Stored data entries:
Start of Block

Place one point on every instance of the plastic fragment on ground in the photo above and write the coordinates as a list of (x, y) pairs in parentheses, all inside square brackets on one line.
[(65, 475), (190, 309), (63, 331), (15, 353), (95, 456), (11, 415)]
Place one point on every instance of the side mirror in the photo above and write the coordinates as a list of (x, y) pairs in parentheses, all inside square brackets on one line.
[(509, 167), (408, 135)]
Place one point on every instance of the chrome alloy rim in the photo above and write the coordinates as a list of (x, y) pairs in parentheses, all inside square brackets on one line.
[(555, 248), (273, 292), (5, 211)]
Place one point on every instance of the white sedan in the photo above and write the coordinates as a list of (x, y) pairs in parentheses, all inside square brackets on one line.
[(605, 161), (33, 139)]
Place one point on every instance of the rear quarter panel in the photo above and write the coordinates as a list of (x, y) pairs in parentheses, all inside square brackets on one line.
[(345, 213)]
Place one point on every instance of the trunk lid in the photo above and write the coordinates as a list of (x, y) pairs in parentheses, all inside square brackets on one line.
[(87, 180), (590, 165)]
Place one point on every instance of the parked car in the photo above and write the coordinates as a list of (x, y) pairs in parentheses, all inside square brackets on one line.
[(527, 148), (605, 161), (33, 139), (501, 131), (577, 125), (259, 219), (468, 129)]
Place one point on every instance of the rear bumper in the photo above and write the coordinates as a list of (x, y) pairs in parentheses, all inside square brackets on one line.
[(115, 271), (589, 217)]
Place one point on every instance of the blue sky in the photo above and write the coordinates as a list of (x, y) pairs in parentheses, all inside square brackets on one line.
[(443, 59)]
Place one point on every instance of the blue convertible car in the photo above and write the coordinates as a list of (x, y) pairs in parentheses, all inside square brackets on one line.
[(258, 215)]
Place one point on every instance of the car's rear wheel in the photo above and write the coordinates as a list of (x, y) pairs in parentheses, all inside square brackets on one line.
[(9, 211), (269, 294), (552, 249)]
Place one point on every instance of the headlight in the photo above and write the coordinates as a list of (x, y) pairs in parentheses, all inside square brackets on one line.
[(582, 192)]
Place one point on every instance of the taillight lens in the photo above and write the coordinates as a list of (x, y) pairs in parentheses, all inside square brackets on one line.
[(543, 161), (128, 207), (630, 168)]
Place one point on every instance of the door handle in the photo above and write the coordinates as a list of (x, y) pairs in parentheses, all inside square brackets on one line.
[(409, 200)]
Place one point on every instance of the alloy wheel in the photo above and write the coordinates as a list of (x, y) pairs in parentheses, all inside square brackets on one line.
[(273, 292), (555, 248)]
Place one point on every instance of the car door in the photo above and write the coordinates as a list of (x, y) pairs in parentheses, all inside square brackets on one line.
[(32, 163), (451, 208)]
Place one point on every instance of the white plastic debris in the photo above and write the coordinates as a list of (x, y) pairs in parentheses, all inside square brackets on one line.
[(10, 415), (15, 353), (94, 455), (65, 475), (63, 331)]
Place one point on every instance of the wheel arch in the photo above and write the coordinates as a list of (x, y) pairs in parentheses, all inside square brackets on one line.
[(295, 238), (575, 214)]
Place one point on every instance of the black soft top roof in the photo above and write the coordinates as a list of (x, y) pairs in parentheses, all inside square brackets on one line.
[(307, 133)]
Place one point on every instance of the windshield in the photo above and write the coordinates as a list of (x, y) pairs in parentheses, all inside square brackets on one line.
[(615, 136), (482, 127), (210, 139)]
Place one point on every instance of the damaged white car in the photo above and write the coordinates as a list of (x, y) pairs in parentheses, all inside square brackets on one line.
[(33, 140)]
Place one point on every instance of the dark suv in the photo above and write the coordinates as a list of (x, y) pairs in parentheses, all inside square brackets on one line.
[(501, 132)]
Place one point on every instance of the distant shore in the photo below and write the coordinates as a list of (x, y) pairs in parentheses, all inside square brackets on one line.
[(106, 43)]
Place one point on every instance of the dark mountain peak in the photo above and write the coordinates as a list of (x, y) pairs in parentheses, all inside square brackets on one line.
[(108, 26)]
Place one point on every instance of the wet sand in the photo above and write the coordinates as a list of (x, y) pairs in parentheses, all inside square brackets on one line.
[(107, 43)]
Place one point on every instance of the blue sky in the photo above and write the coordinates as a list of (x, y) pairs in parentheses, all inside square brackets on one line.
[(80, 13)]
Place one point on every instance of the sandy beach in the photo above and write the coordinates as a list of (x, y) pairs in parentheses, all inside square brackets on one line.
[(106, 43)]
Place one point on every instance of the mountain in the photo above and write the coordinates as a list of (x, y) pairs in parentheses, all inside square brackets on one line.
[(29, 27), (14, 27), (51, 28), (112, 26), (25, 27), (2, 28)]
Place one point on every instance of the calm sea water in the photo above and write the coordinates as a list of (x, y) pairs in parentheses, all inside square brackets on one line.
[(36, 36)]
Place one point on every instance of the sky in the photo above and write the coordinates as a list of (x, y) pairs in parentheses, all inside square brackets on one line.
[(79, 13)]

End of Block

■ **EXERCISE BRIEF**
Give all the entries again exactly; leave none out.

■ **SOLUTION**
Place one point on every instance of the plastic fragment on ground in the photo above and write the coordinates as a list of (x, y) pairs in parentheses, all inside square brackets on one line.
[(65, 475), (190, 309), (63, 331), (15, 353), (95, 456), (11, 415)]
Place one point on every instance of the side mirror in the photo above and write the coordinates as a list of (x, y) pairs in parentheses, all inside square brackets on one line.
[(509, 167), (408, 135)]
Place one point on every instance of the chrome alloy rim in the photo above and write the coordinates as a list of (x, y) pairs in parentheses, all inside square brackets on one line.
[(555, 248), (273, 292), (5, 211)]
Place one point on every instance of the white sedan in the photo above and write the coordinates as a list of (x, y) pairs in parentheses, all inside square brackets on one line.
[(605, 161), (33, 139)]
Place one point on every instance of the rear quarter panel in the photo above and write the coordinates as a list of (x, y) pairs in parentheses, all inside square brackets on one line.
[(345, 213)]
Place one point on every instance of the trunk lid in the photo above and write the coordinates as a list of (x, y) pairs in parentheses, all inside square brackets on one line.
[(87, 180), (590, 165)]
Place one point on every instance of the parked car in the photo above and write the coordinates as a list of (x, y) pairs in parentheses, all inside square brackets on one line.
[(527, 148), (605, 161), (33, 139), (501, 131), (577, 125), (259, 219), (468, 129)]
Place one point on every instance of the rear bumper in the photo above and write the coordinates as a list of (x, y) pairs in parentheses, all inside square brackets on one line.
[(115, 271), (589, 217)]
Place one point on every instance of the blue sky in the photo above and write the coordinates as a list of (x, y) pairs in parentheses, all inside square brackets on one line.
[(443, 59)]
Place one point on every instance of the blue convertible car in the photo above and write the coordinates as a list of (x, y) pairs in parentheses, all inside square brackets on one line.
[(258, 215)]
Place one point on every instance of the car's rear wheel in the photo above and write the coordinates as a list of (x, y) pairs in parentheses, all inside square brackets on one line.
[(9, 211), (269, 294), (552, 249)]
Place one point on every instance of the headlight in the photo above and write the coordinates as a list of (x, y) pairs in parentheses, all inside square brackets on one line.
[(582, 192)]
Place one point on every instance of the taillight lens in the photo above and write the coordinates as a list of (x, y) pairs in parentheses, all inside square brackets on one line.
[(543, 161), (128, 207), (630, 168)]
Place one point on every instance of the door handle in the photo above and write the coordinates as a list of (x, y) pairs in parentheses, all inside square brackets on one line.
[(409, 200)]
Place one point on every instance of the alloy wheel in the photo above and write the coordinates as a list of (x, y) pairs in parentheses, all inside square brackets on one line.
[(273, 292), (555, 248)]
Place one point on every instance of the car door in the photo above and write the coordinates as a list of (x, y) pairs in parentheses, all inside square brackets on one line.
[(32, 163), (451, 208)]
Place one point on every instance of the white plastic debris in the photo above and write the coordinates as a list of (x, y) pairs in parentheses, all inside square brackets on one line.
[(10, 415), (15, 353), (94, 455), (65, 475), (63, 331)]
Place one point on every instance of the wheel arch in the photo above and write the coordinates as a list of (x, y) pairs in parentheses, all inside square brackets on one line.
[(295, 238), (575, 214)]
Place one point on every instance of the black soft top roof in the photo above and write the coordinates as a list of (x, y) pairs in parentheses, all inside square brackets on one line.
[(307, 133)]
Place one point on every instance of the windshield in the photo above and write the coordinates as a list of (x, y) pairs in parentheses, all inside square brackets on one line.
[(615, 136), (482, 127), (210, 139)]
Place one point on every instance of the damaged white car in the photo above and write the coordinates as a list of (x, y) pairs in parentheses, all inside square brackets on one line.
[(33, 140)]
Place one point on every instance of the dark suv in the photo above and write the coordinates as a list of (x, y) pairs in parentheses, all inside square brackets on one line.
[(501, 132)]
Place one point on every instance of the distant shore in the photo below and write the coordinates as a list of (x, y) pairs in parentheses, all inside square brackets on one line.
[(106, 43)]
Place one point on every instance of the dark mountain peak in the photo above and write the coordinates as a list of (x, y) pairs in parentheses, all inside square brackets on one line.
[(108, 26)]
Place one point on every instance of the wet sand in the photo above and write the coordinates as a list of (x, y) pairs in parentheses, all inside square brackets on one line.
[(107, 43)]
Place one point on every instance of the blue sky in the photo above and write the coordinates as a list of (x, y) pairs in parentheses, all inside square brackets on one line.
[(80, 13)]
Place one point on every instance of the sandy beach in the photo above and write the coordinates as a list of (x, y) pairs in parentheses, all inside square brackets on one line.
[(106, 43)]
Place one point on every instance of the mountain in the photo above and write the coordinates as a list of (x, y) pairs in parentheses, all inside square brackets on one line.
[(29, 27), (14, 27), (51, 28), (112, 26), (25, 27), (2, 28)]
Place one point on every instance of the calm sea water in the photo above and write the coordinates as a list of (x, y) pairs in parentheses, all inside square brackets on one line.
[(36, 36)]
Place one point on every instance of the sky in the photo above and write the coordinates as a list of (x, y) pairs in parentheses, all inside square brackets on one line.
[(79, 13)]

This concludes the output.